Задания →
**1.** Почему, согласно фрагменту о Яаке Панксеппе, у него всегда было туго с финансированием? Ответьте одним–тремя предложениями.
**2.** Оформите записи как CSV с двумя столбцами, «запрос» и «ответ»: по одной строке на каждый запрос, текст запроса и ответ даются каждый в отдельном поле в кавычках, переносы строк заменяются пробелами. Начните со строки записей, где есть «Where can you find the man's», и закончите строкой, где есть «(1172, 768)», включив обе.

Фрагмент документа →
Эволюция без чудес
В 2016 г. я был в числе организаторов международной конференции, посвященной эмоциям и чувствам у человека и животных. Проводилась она в Эриче – древнем сицилийском городе-крепости на горе высотой 750 м. В перерыве между заседаниями мы с Яаком Панксеппом прогуливались по извилистым мощеным улочкам с великолепным видом на Средиземное море и беседовали о чувствах животных. Я считал, что переходить к конкретике еще рано: «По-моему, я знаю, что они чувствуют, но пока это всего лишь домыслы». Яак с неизменной своей добродушной грустью покачал головой: «Во-первых, Франс, наличие чувств у животных уже подтверждается, и довольно убедительно. А во-вторых, кому и когда мешали обоснованные предположения?» Он полагал, что я должен выйти и открыто рассказать о своих впечатлениях. Поскольку теперь я склонен с ним согласиться, попытаюсь обрисовать его точку зрения и объяснить, почему он вынужден был всю жизнь за нее сражаться.
Яак Панксепп, увы, скончавшийся через год после той конференции, был основоположником и корифеем нейробиологии аффектов. Он рассматривал эмоции человека и животных в непрерывном преемственном развитии и первым предложил для этого нейробиологическую концепцию. Ему приходилось идти против господствующих в науке течений, самым мощным и несокрушимым из которых был радикальный бихевиоризм Б. Скиннера, для которого человеческие эмоции ничего не значили, а эмоции у животных и вовсе оставались под большим вопросом. Стремление изучать нейробиологические основы аффектов (эмоциональных переживаний) не вызывало ничего, кроме насмешек, поэтому с финансированием у Панксеппа всегда было туго. Однако, несмотря на вечную нехватку денег, он сделал больше, чем кто-либо другой для того, чтобы эмоции у животных стали обсуждать всерьез. Он и получил известность благодаря изучению ультразвуковых выражений радости, игрового настроения и смеха у крыс. Он выяснил, что активные попытки крыс подставляться под щекочущие пальцы, скорее всего, обусловлены вознаграждением, которое дают опиоиды, вырабатываемые в мозге. По данным его исследований, эмоции базируются в древних подкорковых отделах мозга, общих для всех позвоночных, а не в относительно недавно развившейся коре. Его фундаментальный труд под названием «Нейробиология аффектов. Основы эмоций человека и животных» (Affective Neuroscience: The Foundations of Human and Animal Emotions, 1998) стал бестселлером по меркам научной литературы. Яак Панксепп опередил свое время и оказал влияние на многих ученых, занимающихся животными, – в том числе на Темпл Грандин и на меня.

Записи набора данных →
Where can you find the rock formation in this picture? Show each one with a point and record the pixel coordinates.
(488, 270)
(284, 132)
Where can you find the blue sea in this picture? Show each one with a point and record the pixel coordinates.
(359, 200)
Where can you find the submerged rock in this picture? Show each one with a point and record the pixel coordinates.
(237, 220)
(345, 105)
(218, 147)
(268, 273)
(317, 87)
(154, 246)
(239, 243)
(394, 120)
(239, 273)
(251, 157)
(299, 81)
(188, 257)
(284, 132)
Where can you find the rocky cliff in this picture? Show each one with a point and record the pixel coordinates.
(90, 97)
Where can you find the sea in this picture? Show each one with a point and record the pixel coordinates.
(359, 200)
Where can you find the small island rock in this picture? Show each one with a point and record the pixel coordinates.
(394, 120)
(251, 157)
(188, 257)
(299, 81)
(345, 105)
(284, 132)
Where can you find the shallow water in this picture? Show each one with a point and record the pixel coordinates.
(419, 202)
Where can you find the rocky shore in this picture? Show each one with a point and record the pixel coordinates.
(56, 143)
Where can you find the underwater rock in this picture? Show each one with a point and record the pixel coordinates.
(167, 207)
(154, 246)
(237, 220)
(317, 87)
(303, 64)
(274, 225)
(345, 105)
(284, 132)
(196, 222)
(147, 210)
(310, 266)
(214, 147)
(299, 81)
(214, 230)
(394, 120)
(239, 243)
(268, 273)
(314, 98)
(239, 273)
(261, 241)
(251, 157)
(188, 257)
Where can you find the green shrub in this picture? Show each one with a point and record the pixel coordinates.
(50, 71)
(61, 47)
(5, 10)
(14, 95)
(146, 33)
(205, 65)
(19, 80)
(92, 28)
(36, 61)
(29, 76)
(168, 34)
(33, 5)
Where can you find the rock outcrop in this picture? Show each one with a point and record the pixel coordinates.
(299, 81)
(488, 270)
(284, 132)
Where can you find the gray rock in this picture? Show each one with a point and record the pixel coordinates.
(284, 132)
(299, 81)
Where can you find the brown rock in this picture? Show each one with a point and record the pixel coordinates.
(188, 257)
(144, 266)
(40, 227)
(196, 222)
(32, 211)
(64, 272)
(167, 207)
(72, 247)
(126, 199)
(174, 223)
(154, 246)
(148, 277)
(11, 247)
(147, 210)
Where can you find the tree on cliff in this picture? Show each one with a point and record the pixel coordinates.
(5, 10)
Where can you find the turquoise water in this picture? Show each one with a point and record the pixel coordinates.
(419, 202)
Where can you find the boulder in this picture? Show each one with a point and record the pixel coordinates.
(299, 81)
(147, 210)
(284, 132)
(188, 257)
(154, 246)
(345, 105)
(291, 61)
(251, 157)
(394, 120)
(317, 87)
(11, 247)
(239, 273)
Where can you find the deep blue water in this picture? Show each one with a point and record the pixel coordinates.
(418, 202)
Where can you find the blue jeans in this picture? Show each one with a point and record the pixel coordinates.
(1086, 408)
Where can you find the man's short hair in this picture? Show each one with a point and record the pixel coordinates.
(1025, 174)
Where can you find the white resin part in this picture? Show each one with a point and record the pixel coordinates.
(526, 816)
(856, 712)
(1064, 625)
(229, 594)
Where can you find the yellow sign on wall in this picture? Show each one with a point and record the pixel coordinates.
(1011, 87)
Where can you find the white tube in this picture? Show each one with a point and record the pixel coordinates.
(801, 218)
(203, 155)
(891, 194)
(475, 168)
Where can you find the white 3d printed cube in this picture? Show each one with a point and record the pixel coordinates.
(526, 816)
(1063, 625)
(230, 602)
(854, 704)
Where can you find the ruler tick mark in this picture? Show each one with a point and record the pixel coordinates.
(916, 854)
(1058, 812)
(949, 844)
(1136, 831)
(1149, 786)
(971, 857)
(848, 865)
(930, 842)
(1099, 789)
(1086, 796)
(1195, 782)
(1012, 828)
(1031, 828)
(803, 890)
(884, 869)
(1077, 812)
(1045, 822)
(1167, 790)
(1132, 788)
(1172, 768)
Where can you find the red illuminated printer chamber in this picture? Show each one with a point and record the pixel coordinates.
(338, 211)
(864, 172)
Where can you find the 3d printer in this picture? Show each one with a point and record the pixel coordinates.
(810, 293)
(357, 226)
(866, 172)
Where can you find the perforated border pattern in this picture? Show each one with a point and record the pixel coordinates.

Ответы к заданиям →
**1.** Его стремление изучать нейробиологические основы аффектов, то есть эмоциональных переживаний, не вызывало ничего, кроме насмешек. Поэтому с финансированием у Панксеппа всегда было туго.

**2.**
запрос,ответ
"Where can you find the man's short hair in this picture? Show each one with a point and record the pixel coordinates.","(1025, 174)"
"Where can you find the white resin part in this picture? Show each one with a point and record the pixel coordinates.","(526, 816) (856, 712) (1064, 625) (229, 594)"
"Where can you find the yellow sign on wall in this picture? Show each one with a point and record the pixel coordinates.","(1011, 87)"
"Where can you find the white tube in this picture? Show each one with a point and record the pixel coordinates.","(801, 218) (203, 155) (891, 194) (475, 168)"
"Where can you find the white 3d printed cube in this picture? Show each one with a point and record the pixel coordinates.","(526, 816) (1063, 625) (230, 602) (854, 704)"
"Where can you find the ruler tick mark in this picture? Show each one with a point and record the pixel coordinates.","(916, 854) (1058, 812) (949, 844) (1136, 831) (1149, 786) (971, 857) (848, 865) (930, 842) (1099, 789) (1086, 796) (1195, 782) (1012, 828) (1031, 828) (803, 890) (884, 869) (1077, 812) (1045, 822) (1167, 790) (1132, 788) (1172, 768)"